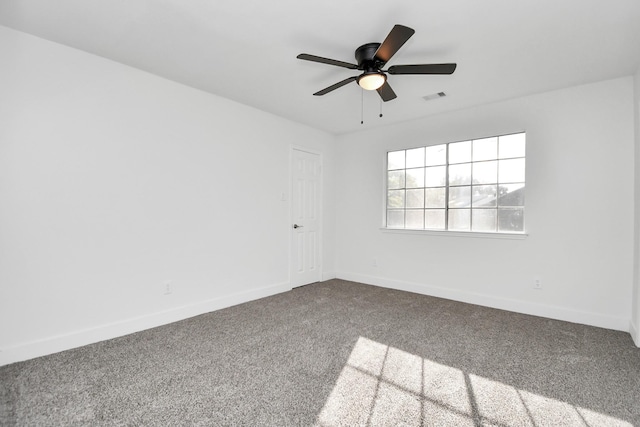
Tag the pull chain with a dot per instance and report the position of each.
(362, 106)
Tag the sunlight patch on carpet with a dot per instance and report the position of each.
(382, 385)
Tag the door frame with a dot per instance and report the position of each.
(320, 204)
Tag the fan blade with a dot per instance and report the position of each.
(322, 60)
(397, 37)
(335, 86)
(423, 69)
(386, 93)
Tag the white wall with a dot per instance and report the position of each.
(114, 181)
(579, 209)
(635, 318)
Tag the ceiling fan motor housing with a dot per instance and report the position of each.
(365, 55)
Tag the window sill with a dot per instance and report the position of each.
(472, 234)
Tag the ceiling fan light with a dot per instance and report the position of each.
(372, 81)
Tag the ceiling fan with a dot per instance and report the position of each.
(372, 57)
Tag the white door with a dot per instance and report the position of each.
(306, 199)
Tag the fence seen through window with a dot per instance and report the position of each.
(476, 185)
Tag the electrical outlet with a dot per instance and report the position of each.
(537, 283)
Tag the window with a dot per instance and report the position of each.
(475, 185)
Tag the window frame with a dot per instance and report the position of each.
(500, 234)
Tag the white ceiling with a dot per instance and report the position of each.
(246, 50)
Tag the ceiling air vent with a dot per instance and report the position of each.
(434, 96)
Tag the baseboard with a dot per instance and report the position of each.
(328, 275)
(635, 333)
(518, 306)
(33, 349)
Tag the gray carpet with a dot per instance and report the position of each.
(337, 353)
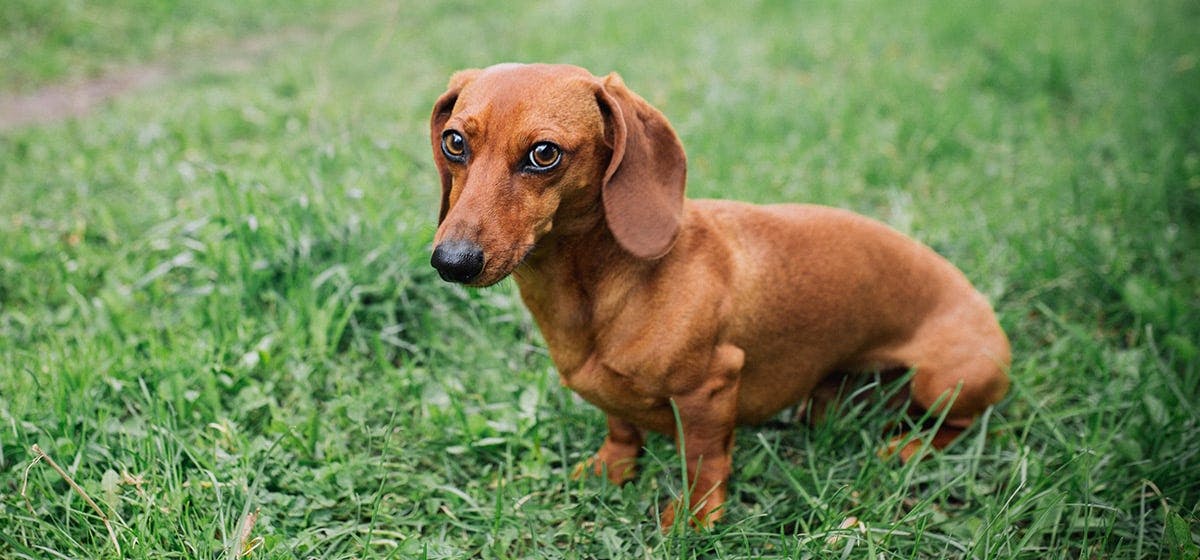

* _Exercise aim_: Render all of the entries above as a JSON list of strings, one string per line, leaving out blank lines and the pictures.

* _Final result_:
[
  "Tag the pull chain with a dot per instance and report the position of each.",
  "(362, 106)",
  "Tag the sunlight patch on carpet with a dot per instance and report the position of each.",
  "(382, 385)",
  "Tag the door frame with a dot per instance and report the position of each.",
  "(320, 204)",
  "Tag the fan blade with a dot per instance and report the position of each.",
  "(322, 60)",
  "(397, 37)",
  "(335, 86)",
  "(423, 69)",
  "(386, 93)",
  "Tag the white wall with a dot per instance and report the position of each.",
  "(114, 181)",
  "(579, 209)",
  "(635, 318)",
  "Tag the ceiling fan motor housing with a dot per instance and report the position of each.",
  "(365, 55)",
  "Tag the window sill with a dot per instance and report the position of each.",
  "(472, 234)",
  "Tag the ceiling fan light with a dot per instance and report the position of each.",
  "(372, 81)",
  "Tag the ceiling fan with a dot per instance and report the position of each.",
  "(372, 57)",
  "Tag the white door with a dot per instance and report the position of each.",
  "(306, 199)",
  "Tag the fence seen through window with a dot per instance and report the position of each.",
  "(476, 185)",
  "Tag the electrical outlet with a dot per instance and report the position of each.",
  "(537, 283)",
  "Tag the window with a dot per instance and report the position of each.",
  "(475, 185)",
  "Tag the window frame with a dot per instance and report the position of each.",
  "(500, 234)",
  "Tag the white ceiling with a dot per instance and report the position of each.",
  "(246, 50)",
  "Tag the ceiling air vent with a dot per instance and report the position of each.",
  "(434, 96)",
  "Tag the baseboard with a dot per instance and report the position of each.",
  "(328, 275)",
  "(635, 333)",
  "(518, 306)",
  "(33, 349)",
  "Tag the gray carpet with a dot per instance and report the position of each.",
  "(337, 353)"
]